* [Written task] Update the material below by swapping each "marker" for "pin". Leave everything else unchanged.

* [The records]
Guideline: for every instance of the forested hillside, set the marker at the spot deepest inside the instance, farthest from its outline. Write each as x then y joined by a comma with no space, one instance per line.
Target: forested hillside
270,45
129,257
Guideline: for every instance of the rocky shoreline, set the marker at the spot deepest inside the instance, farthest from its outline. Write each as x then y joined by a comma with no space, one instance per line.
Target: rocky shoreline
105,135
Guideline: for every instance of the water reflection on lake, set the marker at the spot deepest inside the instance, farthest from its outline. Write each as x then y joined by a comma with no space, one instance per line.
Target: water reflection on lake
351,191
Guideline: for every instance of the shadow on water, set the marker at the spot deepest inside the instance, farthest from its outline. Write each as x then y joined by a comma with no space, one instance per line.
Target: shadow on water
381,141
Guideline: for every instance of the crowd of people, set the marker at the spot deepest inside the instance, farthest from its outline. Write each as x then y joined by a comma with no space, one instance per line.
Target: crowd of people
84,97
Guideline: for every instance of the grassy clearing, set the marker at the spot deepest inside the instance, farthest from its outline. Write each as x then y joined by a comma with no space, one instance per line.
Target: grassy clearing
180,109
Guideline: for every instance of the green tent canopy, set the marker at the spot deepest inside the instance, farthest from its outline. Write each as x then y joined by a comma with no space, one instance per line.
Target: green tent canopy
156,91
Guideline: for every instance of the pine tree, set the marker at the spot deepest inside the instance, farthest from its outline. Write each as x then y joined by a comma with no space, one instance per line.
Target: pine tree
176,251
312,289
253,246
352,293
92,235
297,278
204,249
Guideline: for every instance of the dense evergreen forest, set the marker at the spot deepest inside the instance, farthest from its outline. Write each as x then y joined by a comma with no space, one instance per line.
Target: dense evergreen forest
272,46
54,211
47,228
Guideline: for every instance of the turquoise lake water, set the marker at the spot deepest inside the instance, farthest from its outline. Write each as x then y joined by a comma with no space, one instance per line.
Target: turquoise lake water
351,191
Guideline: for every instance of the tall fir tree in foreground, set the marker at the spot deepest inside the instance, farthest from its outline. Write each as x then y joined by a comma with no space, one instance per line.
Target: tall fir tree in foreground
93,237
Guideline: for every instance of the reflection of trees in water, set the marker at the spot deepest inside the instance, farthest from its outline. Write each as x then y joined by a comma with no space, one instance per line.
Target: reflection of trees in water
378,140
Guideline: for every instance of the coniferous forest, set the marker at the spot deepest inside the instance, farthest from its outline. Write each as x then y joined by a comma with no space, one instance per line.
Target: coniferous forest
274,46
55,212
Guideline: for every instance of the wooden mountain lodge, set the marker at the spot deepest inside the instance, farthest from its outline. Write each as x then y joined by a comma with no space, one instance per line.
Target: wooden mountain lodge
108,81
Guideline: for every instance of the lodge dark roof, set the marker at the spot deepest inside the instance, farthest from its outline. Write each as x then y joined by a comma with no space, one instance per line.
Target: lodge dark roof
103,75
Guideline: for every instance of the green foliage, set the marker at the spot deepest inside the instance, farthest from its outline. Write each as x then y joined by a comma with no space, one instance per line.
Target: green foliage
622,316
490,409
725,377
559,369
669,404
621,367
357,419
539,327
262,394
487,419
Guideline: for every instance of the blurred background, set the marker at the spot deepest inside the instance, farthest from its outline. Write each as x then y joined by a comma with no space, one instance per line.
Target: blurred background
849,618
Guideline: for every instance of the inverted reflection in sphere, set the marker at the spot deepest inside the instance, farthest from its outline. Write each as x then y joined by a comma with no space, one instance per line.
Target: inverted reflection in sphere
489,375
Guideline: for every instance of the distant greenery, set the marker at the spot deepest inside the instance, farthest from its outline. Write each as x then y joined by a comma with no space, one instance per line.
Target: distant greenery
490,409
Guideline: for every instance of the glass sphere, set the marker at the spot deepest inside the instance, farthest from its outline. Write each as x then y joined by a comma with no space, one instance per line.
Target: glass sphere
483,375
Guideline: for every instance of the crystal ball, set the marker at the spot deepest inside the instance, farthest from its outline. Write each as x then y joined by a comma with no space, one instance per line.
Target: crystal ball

* [Correct response]
Guideline: for every instance of the forested hillside, set the pin at the spot deepest inside the instance, farthest from its outline. Write each as x then y joined by a comma with no space, one instance per line.
Target: forested hillside
270,45
129,257
Guideline: for every instance of the rocky shoreline, set the pin at the spot deepest inside the instance, farthest from its outline. Write each as x then y joined by a comma with no space, one instance per line.
Target: rocky shoreline
105,135
Guideline: for every instance of the water reflection on lake, set the pin at the spot deepest inside the instance, farthest from its outline. Write each as x then y joined by a comma with no space, one instance per line.
Target: water reflection on lake
351,191
Guideline: for every instance of the shadow on water, set the pin at the spot deepest inside the instance, farthest from its outline. Write each as x then y joined by a comma with no space, one instance per line.
Target: shadow on water
381,141
Guideline: for every instance of the crowd of people, set the pin at the spot deepest inside the instance, farthest from its outline. Write each as x then y joined by a comma with no space, one instance per line.
Target: crowd of people
84,97
Guideline: for every instance of the grassy clearing, set the pin at the spot deepest inside the instance, farthest from its outline. Write each as x then y joined by a comma with no space, one instance per line.
Target: grassy clearing
180,109
Guideline: for every instance of the green tent canopy, set the pin at the spot deepest inside the instance, farthest from its outline. Write each as x then y joined by a comma with no space, one instance per line.
Target: green tent canopy
156,91
Guideline: for every instance of the pine tree, set the pin at the spot deepest inside the instance, farthest from its outline. Write each as x then y joined by a comma with no space, one instance per line.
Target: pine tree
176,251
312,289
253,246
352,293
92,235
297,278
204,249
Guideline: for every instance of the dense evergreen forest, set the pin at the spot deepest inside the instance, farthest from its outline. Write each as x then y joined by a comma with no space, one instance per line.
Target: dense evergreen forest
272,46
54,211
47,228
Guideline: for every instance of the turquoise lake water, set the pin at the spot deepest inside the instance, farthest from its outline. Write each as x then y joined by a comma with no space, one instance per line.
Target: turquoise lake water
351,191
Guideline: for every instance of the tall fir tree in foreground, set the pin at the spot deepest inside the instance, farthest from its outline. Write each as x then y joined by a comma with no space, one instance per line.
Target: tall fir tree in foreground
93,237
Guideline: for every instance of the reflection of trees in water, set the pin at the spot deepest inside the instance, farthest from its outline. Write each as x then y joined by a comma with no space, one instance per line.
Target: reflection of trees in water
378,140
Guideline: for every instance of the coniferous forest, set the pin at the spot deepest inside the instance, farthest from its outline. Write each as x then y joined by a comma with no space, one instance per line.
Target: coniferous forest
274,46
55,212
Guideline: for every instance of the wooden mountain lodge, set the pin at the spot deepest inside the instance, farthest from its outline. Write each as x then y joined by a comma with no space, one instance per line.
Target: wooden mountain lodge
108,81
Guideline: for every instance of the lodge dark roof, set the pin at the spot deepest inside the instance, farthest from its outline. Write each as x then y joined by a comma with no space, one instance per line.
Target: lodge dark roof
103,75
Guideline: for every instance of the green foliage, set the pin at the spot deepest inside the instance, farthest from its outline. Write each as x then y joined by a comma with no space, one instance per line.
Target: green foliage
622,316
490,409
725,377
559,369
669,404
621,367
357,419
539,327
262,394
487,419
Guideline: for every instance of the blurred background, set the pin at the spot deepest inside the instance, farthest from its outline. Write each as x then y joined by a comma with no space, one instance per line.
Target: blurred background
849,618
Guideline: for every instance of the inverted reflection in sphere, set the pin at the spot deepest inside the instance, farthest from its outline. Write each as x then y joined by a comma with no space, one instance per line.
Target: inverted reflection in sphere
489,375
Guideline: for every instance of the distant greenery, set the pin at the spot deepest inside the instance, farthest from its outline. Write each as x then y joined by a comma with no space, one instance per line.
Target: distant greenery
490,409
Guideline: for every instance of the glass sphere, set the pin at the spot deepest inside the instance, farthest from its outline. Write each as x then y joined by a comma with no space, one instance per line.
Target: glass sphere
483,375
Guideline: for every instance of the crystal ball, set the pin at the spot deepest inside the instance, farthest from its outline. Write each as x then y joined by a comma with no space, one instance per line.
Target: crystal ball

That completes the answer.